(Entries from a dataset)

>> start

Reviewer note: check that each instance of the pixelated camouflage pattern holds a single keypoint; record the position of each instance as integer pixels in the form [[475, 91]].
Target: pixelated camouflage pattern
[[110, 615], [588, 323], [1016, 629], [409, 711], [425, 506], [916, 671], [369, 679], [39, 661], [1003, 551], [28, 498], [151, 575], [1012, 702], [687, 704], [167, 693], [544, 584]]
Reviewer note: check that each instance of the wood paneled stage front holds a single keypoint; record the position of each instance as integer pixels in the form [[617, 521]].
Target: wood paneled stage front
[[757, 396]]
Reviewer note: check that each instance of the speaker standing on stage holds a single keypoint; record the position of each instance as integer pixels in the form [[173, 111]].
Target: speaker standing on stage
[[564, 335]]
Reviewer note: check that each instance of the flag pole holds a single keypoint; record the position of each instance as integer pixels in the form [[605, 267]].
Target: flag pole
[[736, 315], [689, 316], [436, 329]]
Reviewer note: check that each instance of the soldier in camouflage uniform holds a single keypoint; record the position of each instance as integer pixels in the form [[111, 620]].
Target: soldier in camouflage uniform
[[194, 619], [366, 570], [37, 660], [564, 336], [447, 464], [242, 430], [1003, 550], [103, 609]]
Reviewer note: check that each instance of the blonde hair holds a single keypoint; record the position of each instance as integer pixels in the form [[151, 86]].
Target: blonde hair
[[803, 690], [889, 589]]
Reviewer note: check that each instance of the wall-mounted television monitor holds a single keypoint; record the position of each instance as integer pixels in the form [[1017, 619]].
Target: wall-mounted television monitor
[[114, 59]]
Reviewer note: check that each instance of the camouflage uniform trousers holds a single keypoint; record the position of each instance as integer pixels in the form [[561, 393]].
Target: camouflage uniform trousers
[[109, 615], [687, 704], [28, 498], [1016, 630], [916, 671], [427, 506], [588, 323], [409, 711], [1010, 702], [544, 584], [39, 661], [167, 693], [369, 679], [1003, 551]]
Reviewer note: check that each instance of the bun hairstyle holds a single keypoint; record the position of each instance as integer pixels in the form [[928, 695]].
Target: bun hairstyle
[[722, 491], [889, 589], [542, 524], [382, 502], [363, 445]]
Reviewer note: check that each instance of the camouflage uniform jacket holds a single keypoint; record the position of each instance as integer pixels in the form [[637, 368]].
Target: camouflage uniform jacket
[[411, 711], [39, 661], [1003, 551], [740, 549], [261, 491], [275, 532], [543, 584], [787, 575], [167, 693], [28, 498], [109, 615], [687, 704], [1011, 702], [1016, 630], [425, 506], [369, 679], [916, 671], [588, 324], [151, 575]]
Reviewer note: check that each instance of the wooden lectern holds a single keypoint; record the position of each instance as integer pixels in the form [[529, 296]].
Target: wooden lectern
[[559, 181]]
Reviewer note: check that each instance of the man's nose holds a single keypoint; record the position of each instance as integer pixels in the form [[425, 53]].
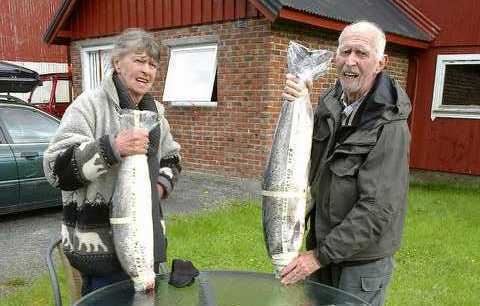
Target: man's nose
[[351, 59]]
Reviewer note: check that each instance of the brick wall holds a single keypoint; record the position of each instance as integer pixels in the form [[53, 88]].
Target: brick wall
[[234, 138]]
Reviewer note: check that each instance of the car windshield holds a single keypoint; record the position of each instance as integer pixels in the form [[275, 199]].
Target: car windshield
[[26, 125]]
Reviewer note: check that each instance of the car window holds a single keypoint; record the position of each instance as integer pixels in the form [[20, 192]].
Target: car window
[[2, 138], [26, 125]]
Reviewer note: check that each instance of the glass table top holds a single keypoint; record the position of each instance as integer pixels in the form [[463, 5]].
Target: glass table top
[[223, 288]]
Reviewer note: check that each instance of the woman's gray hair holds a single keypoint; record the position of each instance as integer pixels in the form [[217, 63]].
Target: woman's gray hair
[[367, 26], [137, 41]]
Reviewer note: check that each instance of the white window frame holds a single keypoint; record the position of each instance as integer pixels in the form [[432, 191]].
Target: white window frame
[[168, 94], [452, 111], [86, 71]]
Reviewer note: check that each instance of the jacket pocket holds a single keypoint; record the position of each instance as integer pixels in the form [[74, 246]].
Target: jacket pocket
[[371, 284], [343, 188]]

>> end

Work required> Please give the records again from the line containing "Reviewer note: check that each instance of the car window" through the end of the records, inclusive, replacing "jacket pocket" with "coat pocket". Leave everything else unchanged.

Response>
Reviewer note: check that each instance of the car window holds a single keypoint; record the position of each instance as integer pixels in the form [[20, 192]].
Target: car window
[[2, 138], [26, 125]]
Reviewer note: check that each instance of the glass table top holds a single keypoint; record the position of each instance as integer pixels in the form [[463, 5]].
Target: glass table top
[[223, 288]]
Reviewer note: check that each instance of the woman's gray hair holds a single keypoint; record the position of each instance as integer pixels in the form [[217, 63]].
Target: woman's gray hair
[[367, 26], [137, 41]]
Reviewer note: check that each instance of the white window frame holds a single keypoint; record the position of each instance as integer pixels in the form [[432, 191]].
Target: white window frame
[[168, 94], [452, 111], [86, 71]]
Reviewer note: check that each instance of the coat pocket holds a single keypoint; record the position of each instance as integer pixels in the form [[74, 246]].
Target: coat pocket
[[371, 284], [343, 188]]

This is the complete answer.